## [Supplied passage]
────────────────────────────────────────
# B12 Coupe Body Kits



## Darkone121 (Aug 19, 2010)

Hi! I currently have a 1990 Nissan Sentra, that I'm doing a swap with a CA18DET engine (Currently in progress), and as I finish up. I'd like to know if theirs any good looking body kits out there BESIDES Kaminari.

I've done ALOT of searching, especially with this forum, all the links are dead, all images are gone, no hope at all. I heard theirs NISMO/Xenon Body Kits, couldn't really get any images of that, so if anyone can help me that'd be great. 

I REALLY hate the fat bumper lip front and rear. Looks so ugly. So any bodykit thats not close to that would be great lol.

Thanks!


----------



## Tev (Oct 4, 2008)

Hi, You drive a Coupé or a Sedan?

There are some bodykits for the Coupé. For the Sedan, i don't know...
────────────────────────────────────────
## [Information given]
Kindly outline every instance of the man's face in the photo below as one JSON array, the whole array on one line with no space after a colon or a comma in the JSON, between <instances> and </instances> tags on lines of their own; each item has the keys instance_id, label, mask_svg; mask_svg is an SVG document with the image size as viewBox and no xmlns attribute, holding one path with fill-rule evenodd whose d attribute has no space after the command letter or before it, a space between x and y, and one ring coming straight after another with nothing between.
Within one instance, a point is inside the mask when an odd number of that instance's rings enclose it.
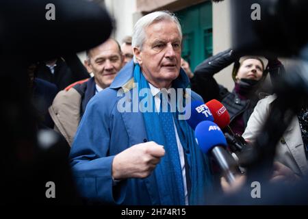
<instances>
[{"instance_id":1,"label":"man's face","mask_svg":"<svg viewBox=\"0 0 308 219\"><path fill-rule=\"evenodd\" d=\"M171 21L151 24L145 29L146 38L141 50L134 54L146 80L157 88L169 88L179 74L181 36Z\"/></svg>"},{"instance_id":2,"label":"man's face","mask_svg":"<svg viewBox=\"0 0 308 219\"><path fill-rule=\"evenodd\" d=\"M133 59L133 47L131 45L123 43L121 45L122 53L124 55L124 64L131 62Z\"/></svg>"},{"instance_id":3,"label":"man's face","mask_svg":"<svg viewBox=\"0 0 308 219\"><path fill-rule=\"evenodd\" d=\"M262 64L258 60L247 59L243 61L235 77L237 81L247 79L259 81L263 75Z\"/></svg>"},{"instance_id":4,"label":"man's face","mask_svg":"<svg viewBox=\"0 0 308 219\"><path fill-rule=\"evenodd\" d=\"M85 65L89 73L93 73L95 83L102 88L110 86L123 66L123 58L116 42L107 40L91 49L89 57Z\"/></svg>"}]
</instances>

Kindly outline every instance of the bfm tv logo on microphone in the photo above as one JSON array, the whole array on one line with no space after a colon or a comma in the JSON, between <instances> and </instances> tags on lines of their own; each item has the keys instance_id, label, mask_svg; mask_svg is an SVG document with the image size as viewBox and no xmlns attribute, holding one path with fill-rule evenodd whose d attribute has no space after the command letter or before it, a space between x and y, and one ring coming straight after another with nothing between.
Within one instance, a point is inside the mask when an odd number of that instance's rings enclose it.
<instances>
[{"instance_id":1,"label":"bfm tv logo on microphone","mask_svg":"<svg viewBox=\"0 0 308 219\"><path fill-rule=\"evenodd\" d=\"M196 112L198 112L198 113L203 113L207 118L210 116L212 116L211 111L209 111L209 109L207 107L205 104L203 104L196 107Z\"/></svg>"},{"instance_id":2,"label":"bfm tv logo on microphone","mask_svg":"<svg viewBox=\"0 0 308 219\"><path fill-rule=\"evenodd\" d=\"M218 110L216 111L216 114L219 116L220 116L226 112L226 110L227 110L226 107L223 105L222 107L221 107L220 109L219 109Z\"/></svg>"},{"instance_id":3,"label":"bfm tv logo on microphone","mask_svg":"<svg viewBox=\"0 0 308 219\"><path fill-rule=\"evenodd\" d=\"M221 131L221 130L220 130L220 128L218 127L218 126L216 126L216 125L210 125L210 126L209 127L209 131L213 131L213 130L218 130L218 131Z\"/></svg>"}]
</instances>

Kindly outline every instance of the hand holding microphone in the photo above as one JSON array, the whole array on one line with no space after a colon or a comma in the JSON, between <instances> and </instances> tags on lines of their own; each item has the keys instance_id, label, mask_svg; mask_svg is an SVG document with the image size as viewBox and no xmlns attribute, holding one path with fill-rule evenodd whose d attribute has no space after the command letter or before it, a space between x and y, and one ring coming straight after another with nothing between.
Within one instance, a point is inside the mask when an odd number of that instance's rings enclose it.
<instances>
[{"instance_id":1,"label":"hand holding microphone","mask_svg":"<svg viewBox=\"0 0 308 219\"><path fill-rule=\"evenodd\" d=\"M203 121L196 126L195 136L201 151L215 159L227 181L233 183L238 165L225 150L227 141L219 127L213 122Z\"/></svg>"}]
</instances>

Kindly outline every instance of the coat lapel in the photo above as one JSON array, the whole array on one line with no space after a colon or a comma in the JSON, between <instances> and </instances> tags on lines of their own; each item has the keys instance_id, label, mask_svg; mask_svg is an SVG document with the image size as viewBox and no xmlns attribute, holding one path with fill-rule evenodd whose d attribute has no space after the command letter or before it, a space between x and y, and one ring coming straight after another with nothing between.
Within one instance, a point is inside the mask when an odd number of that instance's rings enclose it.
<instances>
[{"instance_id":1,"label":"coat lapel","mask_svg":"<svg viewBox=\"0 0 308 219\"><path fill-rule=\"evenodd\" d=\"M113 88L119 88L120 86L123 88L124 92L130 94L128 95L126 94L125 98L127 99L125 103L132 103L131 107L130 107L131 110L129 112L125 111L121 113L124 125L129 138L130 145L148 142L143 115L138 109L139 100L138 96L138 88L133 84L132 73L129 73L129 70L133 71L133 68L131 68L132 64L133 63L127 64L127 66L126 68L128 72L123 72L121 75L119 75L119 77L118 77L117 81L114 82L114 83L113 85ZM127 75L130 75L131 77L128 79ZM122 76L123 77L122 77ZM160 205L154 171L150 176L142 180L144 181L152 204Z\"/></svg>"}]
</instances>

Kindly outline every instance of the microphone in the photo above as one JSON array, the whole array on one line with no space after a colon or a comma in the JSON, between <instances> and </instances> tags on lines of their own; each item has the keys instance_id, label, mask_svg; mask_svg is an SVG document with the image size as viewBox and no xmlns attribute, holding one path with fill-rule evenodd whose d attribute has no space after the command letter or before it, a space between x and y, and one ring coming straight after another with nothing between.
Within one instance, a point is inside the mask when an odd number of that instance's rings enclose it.
<instances>
[{"instance_id":1,"label":"microphone","mask_svg":"<svg viewBox=\"0 0 308 219\"><path fill-rule=\"evenodd\" d=\"M190 105L185 107L185 110L188 112L187 107L190 107L191 115L187 120L188 125L192 129L195 130L196 127L202 121L214 121L213 115L207 106L201 101L192 101Z\"/></svg>"},{"instance_id":2,"label":"microphone","mask_svg":"<svg viewBox=\"0 0 308 219\"><path fill-rule=\"evenodd\" d=\"M229 127L229 124L230 123L230 115L222 103L216 99L213 99L207 102L206 105L212 113L214 122L222 129L227 128L228 131L231 131L231 134L234 136L233 131Z\"/></svg>"},{"instance_id":3,"label":"microphone","mask_svg":"<svg viewBox=\"0 0 308 219\"><path fill-rule=\"evenodd\" d=\"M196 127L195 137L201 151L215 159L227 181L229 183L234 182L237 164L224 150L227 144L220 127L211 121L201 122Z\"/></svg>"}]
</instances>

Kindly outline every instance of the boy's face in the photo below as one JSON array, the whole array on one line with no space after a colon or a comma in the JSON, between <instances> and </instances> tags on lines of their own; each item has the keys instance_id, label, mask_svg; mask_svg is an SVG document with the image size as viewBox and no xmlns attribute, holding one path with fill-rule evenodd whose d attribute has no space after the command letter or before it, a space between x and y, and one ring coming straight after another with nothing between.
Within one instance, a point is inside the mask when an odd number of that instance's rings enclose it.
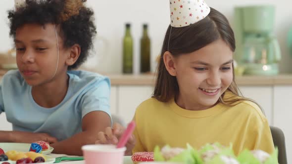
<instances>
[{"instance_id":1,"label":"boy's face","mask_svg":"<svg viewBox=\"0 0 292 164\"><path fill-rule=\"evenodd\" d=\"M179 98L198 109L214 105L233 81L233 54L222 40L174 58L180 88Z\"/></svg>"},{"instance_id":2,"label":"boy's face","mask_svg":"<svg viewBox=\"0 0 292 164\"><path fill-rule=\"evenodd\" d=\"M67 55L63 41L58 35L59 61L54 26L46 24L25 24L17 28L15 39L16 63L19 72L29 85L36 86L49 82L67 71ZM65 71L65 72L64 72ZM63 73L63 74L62 74Z\"/></svg>"}]
</instances>

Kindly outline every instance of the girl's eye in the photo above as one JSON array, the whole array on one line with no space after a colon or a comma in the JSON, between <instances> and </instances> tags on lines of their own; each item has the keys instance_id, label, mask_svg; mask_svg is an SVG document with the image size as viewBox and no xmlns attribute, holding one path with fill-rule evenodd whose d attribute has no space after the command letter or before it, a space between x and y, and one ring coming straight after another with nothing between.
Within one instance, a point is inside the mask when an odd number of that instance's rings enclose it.
<instances>
[{"instance_id":1,"label":"girl's eye","mask_svg":"<svg viewBox=\"0 0 292 164\"><path fill-rule=\"evenodd\" d=\"M206 68L195 68L195 69L199 71L202 71L207 70Z\"/></svg>"},{"instance_id":2,"label":"girl's eye","mask_svg":"<svg viewBox=\"0 0 292 164\"><path fill-rule=\"evenodd\" d=\"M16 48L16 51L24 51L25 49L25 48Z\"/></svg>"},{"instance_id":3,"label":"girl's eye","mask_svg":"<svg viewBox=\"0 0 292 164\"><path fill-rule=\"evenodd\" d=\"M229 70L231 69L231 68L230 67L223 67L222 68L221 68L221 69L223 71Z\"/></svg>"}]
</instances>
────────────────────────────────────────
## [Written task 1]
Reproduce the body kit thread from "I've done ALOT" up to and including "(Oct 4, 2008)".
## [Written task 2]
In the body kit thread, why does the first poster ask others for help with NISMO/Xenon body kits? Answer in one to three sentences.
These rows come from a source separate from the body kit thread.

## [Exercise solution 1]
I've done ALOT of searching, especially with this forum, all the links are dead, all images are gone, no hope at all. I heard theirs NISMO/Xenon Body Kits, couldn't really get any images of that, so if anyone can help me that'd be great. 

I REALLY hate the fat bumper lip front and rear. Looks so ugly. So any bodykit thats not close to that would be great lol.

Thanks!


----------



## Tev (Oct 4, 2008)

## [Exercise solution 2]
The poster had heard that NISMO and Xenon body kits exist but couldn't find any images of them. Extensive searching, especially on that forum, turned up only dead links and missing images.